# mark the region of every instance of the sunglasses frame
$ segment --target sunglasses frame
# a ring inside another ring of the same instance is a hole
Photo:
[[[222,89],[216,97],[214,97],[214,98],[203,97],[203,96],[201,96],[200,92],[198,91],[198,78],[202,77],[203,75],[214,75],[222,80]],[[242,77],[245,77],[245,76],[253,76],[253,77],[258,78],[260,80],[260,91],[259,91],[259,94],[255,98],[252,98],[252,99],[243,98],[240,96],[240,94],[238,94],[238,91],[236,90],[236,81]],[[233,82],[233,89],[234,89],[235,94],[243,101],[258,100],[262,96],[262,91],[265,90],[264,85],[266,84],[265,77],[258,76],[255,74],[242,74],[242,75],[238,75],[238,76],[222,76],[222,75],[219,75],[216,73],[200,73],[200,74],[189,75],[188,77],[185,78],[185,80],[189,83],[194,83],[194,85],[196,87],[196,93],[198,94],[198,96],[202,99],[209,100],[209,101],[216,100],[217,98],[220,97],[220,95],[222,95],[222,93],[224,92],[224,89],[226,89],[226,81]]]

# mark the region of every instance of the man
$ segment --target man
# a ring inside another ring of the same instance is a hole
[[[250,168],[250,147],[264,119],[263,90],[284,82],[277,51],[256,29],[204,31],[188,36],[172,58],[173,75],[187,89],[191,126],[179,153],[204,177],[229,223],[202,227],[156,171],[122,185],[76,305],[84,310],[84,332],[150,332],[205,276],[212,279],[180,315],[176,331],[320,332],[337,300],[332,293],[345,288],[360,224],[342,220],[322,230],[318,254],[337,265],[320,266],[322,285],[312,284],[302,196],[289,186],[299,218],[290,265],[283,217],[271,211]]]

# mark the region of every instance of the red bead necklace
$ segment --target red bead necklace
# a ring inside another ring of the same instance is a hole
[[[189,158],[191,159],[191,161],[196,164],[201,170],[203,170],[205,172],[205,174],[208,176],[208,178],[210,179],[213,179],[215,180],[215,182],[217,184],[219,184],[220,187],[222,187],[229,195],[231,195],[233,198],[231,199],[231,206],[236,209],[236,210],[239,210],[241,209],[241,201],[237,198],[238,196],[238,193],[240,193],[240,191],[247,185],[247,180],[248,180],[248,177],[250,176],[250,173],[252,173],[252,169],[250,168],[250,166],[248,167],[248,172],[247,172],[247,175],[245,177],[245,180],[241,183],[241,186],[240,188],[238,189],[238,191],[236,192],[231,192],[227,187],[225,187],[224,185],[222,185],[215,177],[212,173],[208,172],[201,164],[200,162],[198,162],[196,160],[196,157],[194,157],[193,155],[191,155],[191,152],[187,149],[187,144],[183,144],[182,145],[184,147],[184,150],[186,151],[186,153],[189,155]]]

———

Stated task:
Reproduce the rows without any change, starting with the line that contains "# mark the region of every instance of the man" and going on through the last line of the rows.

Expected output:
# mark the region of every instance of the man
$ segment --target man
# a ring inside another ring of the same instance is a hole
[[[250,168],[250,147],[264,119],[263,90],[284,82],[277,51],[256,29],[204,31],[188,36],[172,58],[173,75],[187,89],[191,126],[179,153],[204,177],[229,223],[202,227],[156,171],[122,185],[76,305],[84,310],[84,332],[150,332],[205,276],[212,279],[180,315],[176,331],[320,332],[337,300],[332,293],[345,288],[360,224],[342,220],[322,230],[318,254],[337,265],[320,266],[322,285],[312,284],[302,196],[289,186],[299,218],[290,265],[283,217],[271,211]]]

# mark the region of every instance of the red bead necklace
$ segment --target red bead necklace
# a ring inside another ring of the same instance is a hole
[[[189,158],[191,159],[191,161],[196,164],[201,170],[203,170],[205,172],[205,174],[208,176],[208,178],[210,179],[213,179],[215,180],[215,182],[217,184],[219,184],[220,187],[222,187],[229,195],[231,195],[233,198],[231,199],[231,206],[236,209],[236,210],[239,210],[241,209],[241,201],[237,198],[238,196],[238,193],[240,193],[240,191],[247,185],[247,180],[248,180],[248,177],[250,176],[250,173],[252,173],[252,169],[250,168],[250,166],[248,167],[248,172],[247,172],[247,175],[245,177],[245,180],[241,183],[241,186],[240,188],[238,189],[238,191],[236,192],[231,192],[227,187],[225,187],[224,185],[222,185],[215,177],[212,173],[208,172],[201,164],[200,162],[198,162],[196,160],[196,157],[194,157],[193,155],[191,155],[191,152],[187,149],[187,144],[183,144],[182,145],[184,147],[184,150],[186,151],[186,153],[189,155]]]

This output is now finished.